Directions for this task
Every entry should be reproduced precisely, with each picture left out.

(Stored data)
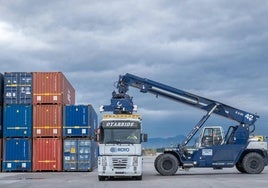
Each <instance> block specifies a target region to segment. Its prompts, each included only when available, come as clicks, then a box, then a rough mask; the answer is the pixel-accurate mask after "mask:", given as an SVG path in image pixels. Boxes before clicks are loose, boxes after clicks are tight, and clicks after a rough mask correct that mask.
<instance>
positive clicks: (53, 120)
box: [33, 104, 62, 137]
mask: <svg viewBox="0 0 268 188" xmlns="http://www.w3.org/2000/svg"><path fill="white" fill-rule="evenodd" d="M61 136H62V105H57V104H55V105H33V137H61Z"/></svg>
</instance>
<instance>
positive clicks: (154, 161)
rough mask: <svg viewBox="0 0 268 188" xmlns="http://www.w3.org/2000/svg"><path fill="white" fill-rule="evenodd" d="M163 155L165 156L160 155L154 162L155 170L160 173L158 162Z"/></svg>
mask: <svg viewBox="0 0 268 188" xmlns="http://www.w3.org/2000/svg"><path fill="white" fill-rule="evenodd" d="M162 155H164V154H163V153H161V154H160V155H158V156H157V157H156V158H155V160H154V168H155V170H156V171H157V172H158V173H159V170H158V168H157V162H158V160H159V158H160V157H161V156H162Z"/></svg>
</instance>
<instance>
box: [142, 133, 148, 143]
mask: <svg viewBox="0 0 268 188" xmlns="http://www.w3.org/2000/svg"><path fill="white" fill-rule="evenodd" d="M141 135H142V137H141V138H142V140H141V141H142V142H147V141H148V135H147V134H141Z"/></svg>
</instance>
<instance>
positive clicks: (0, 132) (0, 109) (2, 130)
mask: <svg viewBox="0 0 268 188" xmlns="http://www.w3.org/2000/svg"><path fill="white" fill-rule="evenodd" d="M2 137H3V119H2V106H0V138H2ZM0 155H1V153H0Z"/></svg>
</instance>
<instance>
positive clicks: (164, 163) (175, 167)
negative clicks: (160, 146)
mask: <svg viewBox="0 0 268 188" xmlns="http://www.w3.org/2000/svg"><path fill="white" fill-rule="evenodd" d="M178 165H179V162H178V159H177V158H176V157H175V156H174V155H172V154H163V155H161V156H160V157H159V158H158V160H157V161H156V167H157V169H158V172H159V173H160V174H161V175H163V176H171V175H174V174H175V173H176V172H177V170H178Z"/></svg>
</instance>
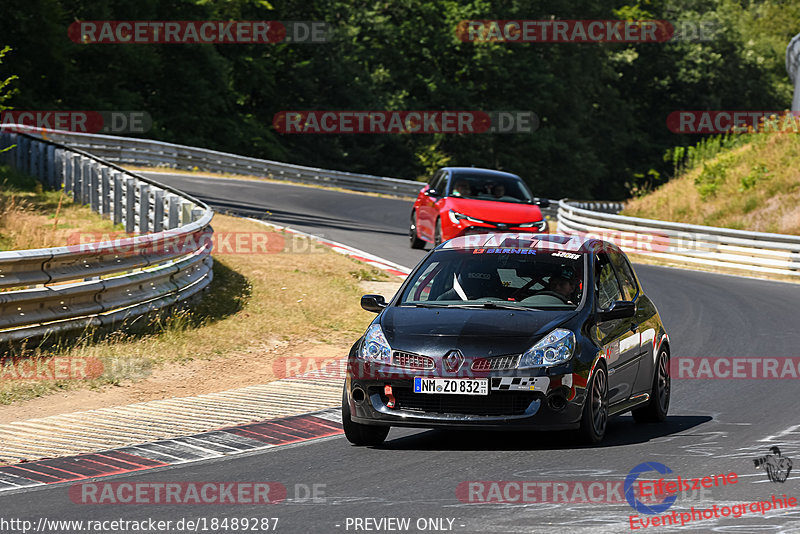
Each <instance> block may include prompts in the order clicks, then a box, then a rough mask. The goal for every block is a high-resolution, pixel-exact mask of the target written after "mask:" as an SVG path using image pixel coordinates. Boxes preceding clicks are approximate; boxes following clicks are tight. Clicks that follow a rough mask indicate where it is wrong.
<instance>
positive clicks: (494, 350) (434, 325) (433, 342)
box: [380, 306, 578, 357]
mask: <svg viewBox="0 0 800 534" xmlns="http://www.w3.org/2000/svg"><path fill="white" fill-rule="evenodd" d="M577 313H578V312H577V311H572V310H558V311H546V310H534V311H517V310H496V309H484V308H479V309H464V308H417V307H405V306H391V307H389V308H387V309H386V310H384V312H383V313H382V314H381V318H380V323H381V327H382V329H383V332H384V335H385V336H386V341H388V342H389V345H390V346H391V347H392V348H393V349H396V350H403V351H408V352H415V353H420V354H429V355H431V356H437V355H443V354H445V353H447V352H448V351H449V350H451V349H460V350H462V351H463V352H464V353H465V354H469V355H475V356H482V357H486V356H497V355H502V354H518V353H521V352H524V351H526V350H527V349H529V348H530V347H531V345H533V343H535V342H536V341H538V340H539V339H540V338H541V337H542V336H544V335H545V334H547V333H548V332H549V331H551V330H552V329H554V328H557V327H558V326H560V325H562V324H563V323H565V322H567V321H569V320H570V319H572V318H573V317H575V315H577Z"/></svg>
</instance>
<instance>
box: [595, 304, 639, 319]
mask: <svg viewBox="0 0 800 534" xmlns="http://www.w3.org/2000/svg"><path fill="white" fill-rule="evenodd" d="M634 315H636V304H635V303H633V302H631V301H628V300H618V301H615V302H612V303H611V306H609V307H608V308H606V309H604V310H600V311H599V312H597V319H598V320H599V321H611V320H613V319H625V318H626V317H633V316H634Z"/></svg>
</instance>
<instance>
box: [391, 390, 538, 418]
mask: <svg viewBox="0 0 800 534" xmlns="http://www.w3.org/2000/svg"><path fill="white" fill-rule="evenodd" d="M392 393H393V394H394V397H395V399H396V401H397V404H396V406H395V407H396V408H397V409H400V410H408V411H415V412H427V413H441V414H462V415H521V414H523V413H524V412H525V410H526V409H527V408H528V406H530V404H531V402H533V401H534V400H535V399H536V397H537V394H536V393H528V392H505V391H504V392H502V393H495V392H490V393H489V395H437V394H427V393H414V391H413V390H412V389H411V388H393V391H392ZM381 398H382V399H383V400H384V402H386V401H387V400H388V399H386V398H384V396H383V395H381Z"/></svg>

Solution to the problem
Each <instance> block specifies a target region to segment. Its prompts, each included only when available, come as clicks, then a box, then a rough mask; the answer is the pixel-accurate mask after "mask:", given as an SVG path in image pixels. Boxes before clicks are loose, boxes after clicks are tight, and clicks after a rough mask correct that mask.
<instance>
positive clicks: (53, 120)
box: [33, 104, 62, 137]
mask: <svg viewBox="0 0 268 188" xmlns="http://www.w3.org/2000/svg"><path fill="white" fill-rule="evenodd" d="M61 136H62V105H57V104H55V105H33V137H61Z"/></svg>
</instance>
<instance>
positive clicks: (154, 161)
rough mask: <svg viewBox="0 0 268 188" xmlns="http://www.w3.org/2000/svg"><path fill="white" fill-rule="evenodd" d="M163 155L165 156L160 155L154 162L155 170L160 173L158 162Z"/></svg>
mask: <svg viewBox="0 0 268 188" xmlns="http://www.w3.org/2000/svg"><path fill="white" fill-rule="evenodd" d="M162 155H164V154H163V153H161V154H160V155H158V156H157V157H156V158H155V160H154V168H155V170H156V171H157V172H158V173H159V170H158V168H157V162H158V160H159V158H160V157H161V156H162Z"/></svg>
</instance>
<instance>
box: [142, 133, 148, 143]
mask: <svg viewBox="0 0 268 188" xmlns="http://www.w3.org/2000/svg"><path fill="white" fill-rule="evenodd" d="M141 135H142V137H141V138H142V140H141V141H142V142H147V141H148V135H147V134H141Z"/></svg>
</instance>
<instance>
positive clicks: (0, 132) (0, 109) (2, 130)
mask: <svg viewBox="0 0 268 188" xmlns="http://www.w3.org/2000/svg"><path fill="white" fill-rule="evenodd" d="M2 137H3V119H2V106H0V138H2ZM0 155H1V153H0Z"/></svg>
</instance>
<instance>
positive clicks: (164, 163) (175, 167)
negative clicks: (160, 146)
mask: <svg viewBox="0 0 268 188" xmlns="http://www.w3.org/2000/svg"><path fill="white" fill-rule="evenodd" d="M178 165H179V162H178V159H177V158H176V157H175V156H174V155H172V154H163V155H161V156H160V157H159V158H158V160H157V161H156V167H157V169H158V172H159V173H160V174H161V175H163V176H171V175H174V174H175V173H176V172H177V170H178Z"/></svg>
</instance>
Each <instance> block may include prompts in the order clicks, then a box, then a rough mask. The goal for every block is a high-resolution, pixel-exact mask of the target written after "mask:" as an SVG path using image pixel coordinates. Boxes preceding clicks are approximate; boxes following clicks are tight. Clicks that follow a rough mask indicate where it is wrong.
<instance>
positive clicks: (494, 350) (434, 325) (433, 342)
box: [380, 306, 578, 357]
mask: <svg viewBox="0 0 800 534" xmlns="http://www.w3.org/2000/svg"><path fill="white" fill-rule="evenodd" d="M577 313H578V312H577V311H572V310H558V311H546V310H534V311H517V310H496V309H484V308H479V309H464V308H417V307H405V306H391V307H389V308H387V309H386V310H384V312H383V313H382V314H381V318H380V323H381V327H382V329H383V332H384V335H385V336H386V341H388V342H389V345H390V346H391V347H392V348H393V349H396V350H403V351H408V352H415V353H420V354H429V355H431V356H437V355H443V354H445V353H447V352H448V351H449V350H451V349H460V350H462V351H463V352H464V353H465V354H469V355H475V356H482V357H486V356H497V355H502V354H518V353H521V352H524V351H526V350H527V349H529V348H530V347H531V345H533V343H535V342H536V341H538V340H539V339H540V338H541V337H542V336H544V335H545V334H547V333H548V332H549V331H551V330H552V329H554V328H557V327H558V326H560V325H562V324H563V323H565V322H567V321H569V320H570V319H572V318H573V317H575V315H577Z"/></svg>
</instance>
<instance>
box: [595, 304, 639, 319]
mask: <svg viewBox="0 0 800 534" xmlns="http://www.w3.org/2000/svg"><path fill="white" fill-rule="evenodd" d="M634 315H636V304H635V303H633V302H631V301H628V300H618V301H615V302H612V303H611V306H609V307H608V308H606V309H604V310H600V311H599V312H597V319H598V320H599V321H611V320H613V319H625V318H626V317H633V316H634Z"/></svg>
</instance>
<instance>
box: [391, 390, 538, 418]
mask: <svg viewBox="0 0 800 534" xmlns="http://www.w3.org/2000/svg"><path fill="white" fill-rule="evenodd" d="M392 393H393V394H394V397H395V399H396V401H397V404H396V406H395V407H396V408H397V409H400V410H408V411H415V412H427V413H441V414H462V415H521V414H523V413H524V412H525V410H526V409H527V408H528V406H530V404H531V402H533V401H534V400H535V399H536V397H537V394H536V393H528V392H505V391H504V392H502V393H495V392H490V393H489V395H437V394H427V393H414V391H413V390H412V389H411V388H393V391H392ZM381 398H382V399H383V400H384V402H386V401H387V400H388V399H386V398H384V396H383V395H381Z"/></svg>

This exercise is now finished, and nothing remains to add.